Based on the financial results as of September 30, 2016, the combined company would have pro forma total assets of $2.7 billion, deposits of $2.3 billion and loans of $1.9 billion.

 

Bob Atwell, CEO and Chairman of Nicolet said, “We continue to grow in the areas where we can make an impact. We have known FNB-Fox Valley for some time and respect their commitment to community banking. We are pleased to welcome them to the Nicolet family.”

 

“The combination of Nicolet and FNB-Fox Valley makes perfect sense,” said Peter Prickett, President and CEO of FNB-Fox Valley. “We are both customer-first, service-driven cultures. It is a great fit for our customers and the community. The combined institution will be the largest community bank in each of the Green Bay and Fox Cities markets and provides the size and scale needed today to provide stability, depth of resources and great value to our customers, communities and shareholders.” Prickett continued.

 

Mike Daniels, President and CEO of Nicolet National Bank said, “We work to make a difference in the communities we serve. To do this effectively, we want to be the lead-local community bank. This breakout move puts us in that position in the Fox Valley. Now, our job is to focus on a smooth transition for employees and customers.”

 

Under the terms of the merger agreement, Nicolet will acquire First Menasha with Nicolet being the surviving corporation. In the merger, First Menasha shareholders shall have the right to receive, at the election of each holder and subject to proration, cash of $131.50 per share of First Menasha common stock and/or 3.411 shares of Nicolet common stock for each share of First Menasha common stock, with the total consideration to consist of between 25% cash/75% stock and 40% cash/60% stock. Based on Nicolet's closing price of $38.09 as of Thursday, November 3, 2016, the merger consideration is valued at approximately $76.6 million. 

 

The merger agreement outlines proration procedures if the cash consideration is over- or undersubscribed. Further, the merger agreement provides for a cap and collar to re-set the exchange ratio should the Nicolet

 

     

 

 

Common Stock Price, as defined in the merger agreement, rise or fall by $5.00 or more per share from $38.55.

 

Nicolet intends to appoint two members of First Menasha’s current board of directors to the boards of directors of Nicolet and Nicolet National Bank upon the completion of the transaction.

 

The estimated transaction value is a 1.65 multiple of First Menasha's tangible book value as of September 30, 2016. Nicolet estimates high single-digit EPS accretion in 2018 and an estimated tangible book earn-back period of less than five years.

 

The transaction has been unanimously approved by the board of directors of both companies. It is subject to First Menasha shareholder approval, regulatory approvals and other customary closing conditions and is expected to close in second quarter 2017. Upon consummation of the transaction, all branch offices of FNB-Fox Valley are expected to open as Nicolet National Bank branches, while Nicolet’s existing branch at 2400 S. Kensington Drive in Appleton will close.

 

Bryan Cave LLP served as legal counsel to Nicolet in this transaction. Stephens Inc. served as financial advisor and provided a fairness opinion to First Menasha, and Reinhart Boerner Van Deuren s.c. served as legal counsel.

 

About Nicolet Bankshares, Inc.

Input material:

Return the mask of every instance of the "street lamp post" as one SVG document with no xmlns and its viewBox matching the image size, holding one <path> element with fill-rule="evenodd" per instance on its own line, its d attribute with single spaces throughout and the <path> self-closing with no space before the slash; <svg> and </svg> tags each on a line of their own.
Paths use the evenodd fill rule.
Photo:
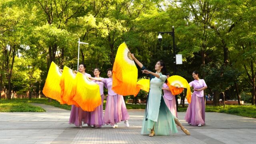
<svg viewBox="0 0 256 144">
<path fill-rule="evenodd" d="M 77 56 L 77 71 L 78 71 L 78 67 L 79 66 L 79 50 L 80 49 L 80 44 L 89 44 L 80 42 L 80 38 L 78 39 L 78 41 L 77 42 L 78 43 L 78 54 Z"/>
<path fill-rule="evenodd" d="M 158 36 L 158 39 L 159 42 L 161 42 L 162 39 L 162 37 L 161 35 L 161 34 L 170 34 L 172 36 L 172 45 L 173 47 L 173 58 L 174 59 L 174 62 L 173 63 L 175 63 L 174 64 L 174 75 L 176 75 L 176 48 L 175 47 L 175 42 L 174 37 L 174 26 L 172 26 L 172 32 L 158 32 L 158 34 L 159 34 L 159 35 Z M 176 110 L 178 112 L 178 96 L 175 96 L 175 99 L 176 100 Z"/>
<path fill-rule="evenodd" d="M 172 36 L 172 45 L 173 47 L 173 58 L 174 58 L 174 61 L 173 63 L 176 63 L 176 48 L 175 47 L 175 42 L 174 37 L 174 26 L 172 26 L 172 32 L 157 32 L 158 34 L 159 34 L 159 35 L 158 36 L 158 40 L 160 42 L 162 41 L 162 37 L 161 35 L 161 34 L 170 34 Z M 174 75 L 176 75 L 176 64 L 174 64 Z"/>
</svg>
---
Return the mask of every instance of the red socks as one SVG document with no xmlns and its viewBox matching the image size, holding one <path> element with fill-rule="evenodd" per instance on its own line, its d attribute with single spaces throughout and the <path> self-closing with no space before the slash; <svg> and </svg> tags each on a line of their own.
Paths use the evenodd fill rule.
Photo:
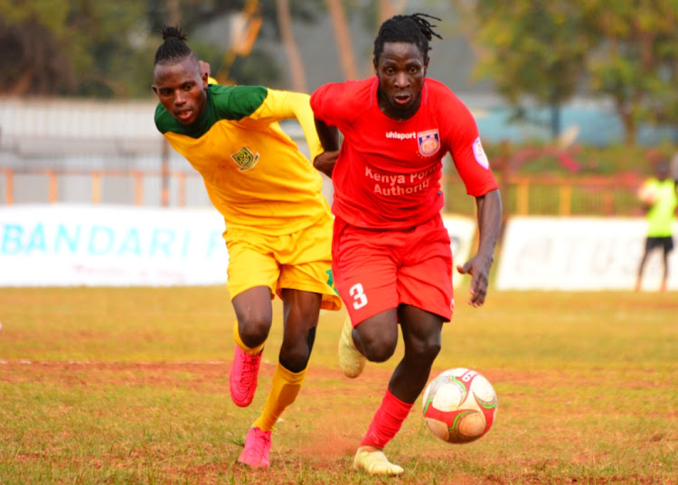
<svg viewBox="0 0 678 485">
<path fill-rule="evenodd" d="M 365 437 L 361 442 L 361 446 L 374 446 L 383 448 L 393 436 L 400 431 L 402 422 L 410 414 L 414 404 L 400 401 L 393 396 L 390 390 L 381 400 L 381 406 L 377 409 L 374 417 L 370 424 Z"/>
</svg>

What you will do:
1. Answer these questions from the merger announcement:
(a) What pro forma total assets would the combined company have, based on results as of September 30, 2016?
(b) How much cash per share of First Menasha common stock can a holder elect to receive?
(c) When is the transaction expected to close?
2. Select every line of the records that contains the string "element", and copy each of those lines. Case counts.

Task-by-task outputs:
1.
(a) $2.7 billion
(b) $131.50
(c) In the second quarter of 2017

2.
Return the mask of every instance of the "street lamp post" as one SVG document with no xmlns and its viewBox matching the image size, holding one <path> element with fill-rule="evenodd" per instance on its own line, its d attribute with single spaces throughout and the <path> self-closing with no space before the slash; <svg> and </svg> tags each on a line of their own.
Return the mask of every instance of the red socks as one SVG document with no xmlns and its viewBox matching the image size, holding one <path> element with fill-rule="evenodd" per instance on its own line, its d attribute with single spaces throughout and the <path> self-closing with no space before the slash; <svg> and </svg> tags each on a line of their own.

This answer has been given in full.